Actions to take
1. Swap "sodium" for "salt" in the burger nutrition text, and give the stretch from "4. 1 gram of" through "a nutritional standpoint." with that change.
2. In the burger nutrition text, what is the primary source of calcium in a non-cheese burger?

Text
'''

There are similar problems with your calculations on calories, fats, cholesterol, and fiber, for example. You can read the FDA’s rounding and presentation rules if you want to understand the error bars associated with nutrition information labels. Note that this probably applies to the McDonald’s presentation but not to the values calculated for your homemade burger. Because those values are scaled and summed from provided values, you have to be more careful about the numbers. I doubt that all of the provided figures are significant, however. Just because the homemade burger claims “361Cal” doesn’t mean it’s likely to be 361±1Cal; more likely it’s got an error of about ±10Cal.

About the saturated fats, I wonder if any of that comes from oiling the grill surface. (Does McD’s oil its grills? I have no idea.) The values given for McDonald’s burgers include, I assume, all preparation, while the values for the raw patty of course do not. Similarly on the sodium content: many people season their homemade burgers with salted spice mixes; if McDonald’s gives you the option of an unseasoned burger (I have never asked) then it is a little unfair to include the 120mg in the one case and not in the other.

The apparent disparity in calcium is probably also incorrect. The primary source of calcium in a (non-cheese) burger is from the enriched flour used to make the bun. So comparing a bun made with enriched flour to one without (or without the calcium data; the burger buns I checked on your linked site didn’t seem to have calcium data) is not a fair comparison.

There’s also a big problem with the bun size. I’m not sure what size or type of bun you used in your homemade burger, but since essentially all of the carbohydrates (and half of the calories) come from the bun, a choice of a slightly larger bun will easily swing the calorie balance the other way. I’ve found burger buns with a lot more calories, fats, and sodium than McDonald’s. (Here’s one.)

Since you disagree, I’ll explain a litte more about what I meant by “massaging data”. To address this post:

I’d like to add a few points to what has already been said:

  1. Just because food A has 10% more calories than food B, this does not mean that food A is less healthy than food B, as implied by your “pros v. cons” breakdown. For example: 1100 calories of apples is not more unhealthy than 1000 calories of lard.
  2. #1 is especially true when the difference is as small as 39 calories. To be honest, if someone kept their kid from eating a burger because it had 39 calories too many, I’d be a little worried. Especially if they had a pre-teen daughter.
  3. If calories of A goes up by 10%, then for a nutritionally equivalent food, you would expect other nutrients to increase by 10% as well. so your 10% more fat …almost 10% more cholesterol is kinda offset right there. You can of course reinterpret the protein and iron losses accordingly, to add “points” to the homemade burger.
  4. 1 gram of fat is about 9 calories. the increase “by weight and calories” will always be equivalent.

You’ve brought some very interesting data to the discussion, like the fact that the sodium can be kept off at point of sale, and that its possible to prepare your own hamburger with less saturated fat. Nonetheless, I think we can improve on the way that this data has been interpretted, from a nutritional standpoint.

Anyhow, like Omphaloskeptic said, it would be nice to understand the source of the extra saturated fat.

'''

Excerpted data
'''

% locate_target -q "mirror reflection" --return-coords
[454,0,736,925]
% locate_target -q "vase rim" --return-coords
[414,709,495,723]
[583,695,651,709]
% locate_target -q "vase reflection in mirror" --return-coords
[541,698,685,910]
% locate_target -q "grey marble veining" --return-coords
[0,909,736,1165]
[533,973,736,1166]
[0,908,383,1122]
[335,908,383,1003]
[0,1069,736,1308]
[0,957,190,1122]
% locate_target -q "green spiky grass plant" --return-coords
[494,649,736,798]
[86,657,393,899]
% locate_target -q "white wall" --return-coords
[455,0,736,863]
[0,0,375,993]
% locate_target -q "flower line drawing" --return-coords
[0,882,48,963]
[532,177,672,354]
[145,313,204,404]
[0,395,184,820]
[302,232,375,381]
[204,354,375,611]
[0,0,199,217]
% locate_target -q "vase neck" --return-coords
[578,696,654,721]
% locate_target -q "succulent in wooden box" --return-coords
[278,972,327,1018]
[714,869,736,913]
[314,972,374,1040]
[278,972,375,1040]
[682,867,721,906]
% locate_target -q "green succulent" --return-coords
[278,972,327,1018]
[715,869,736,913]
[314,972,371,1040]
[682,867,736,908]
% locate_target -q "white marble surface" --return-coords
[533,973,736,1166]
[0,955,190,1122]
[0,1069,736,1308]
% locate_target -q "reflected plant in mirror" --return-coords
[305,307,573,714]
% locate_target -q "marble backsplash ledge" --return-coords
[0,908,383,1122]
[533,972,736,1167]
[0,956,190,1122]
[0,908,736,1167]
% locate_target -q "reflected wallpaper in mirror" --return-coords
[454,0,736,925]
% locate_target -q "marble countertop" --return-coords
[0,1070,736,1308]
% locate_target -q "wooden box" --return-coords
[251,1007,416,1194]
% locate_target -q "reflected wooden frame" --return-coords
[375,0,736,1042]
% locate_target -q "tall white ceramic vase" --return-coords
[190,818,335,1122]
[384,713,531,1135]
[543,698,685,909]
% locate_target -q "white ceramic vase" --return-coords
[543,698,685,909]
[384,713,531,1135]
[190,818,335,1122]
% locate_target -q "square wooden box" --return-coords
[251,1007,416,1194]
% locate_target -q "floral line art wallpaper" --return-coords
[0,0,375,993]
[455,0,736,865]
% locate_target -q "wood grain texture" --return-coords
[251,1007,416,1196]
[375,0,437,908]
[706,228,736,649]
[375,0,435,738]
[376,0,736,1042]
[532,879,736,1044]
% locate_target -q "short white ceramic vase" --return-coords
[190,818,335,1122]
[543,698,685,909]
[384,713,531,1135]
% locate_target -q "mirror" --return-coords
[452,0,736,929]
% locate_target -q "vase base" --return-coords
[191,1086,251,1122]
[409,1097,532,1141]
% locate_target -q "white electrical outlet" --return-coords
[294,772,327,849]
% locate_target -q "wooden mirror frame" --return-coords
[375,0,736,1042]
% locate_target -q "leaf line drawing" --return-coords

'''

Task-by-task solutions
1.
4. 1 gram of fat is about 9 calories. the increase “by weight and calories” will always be equivalent.

You’ve brought some very interesting data to the discussion, like the fact that the salt can be kept off at point of sale, and that its possible to prepare your own hamburger with less saturated fat. Nonetheless, I think we can improve on the way that this data has been interpretted, from a nutritional standpoint.

2. The enriched flour used to make the bun.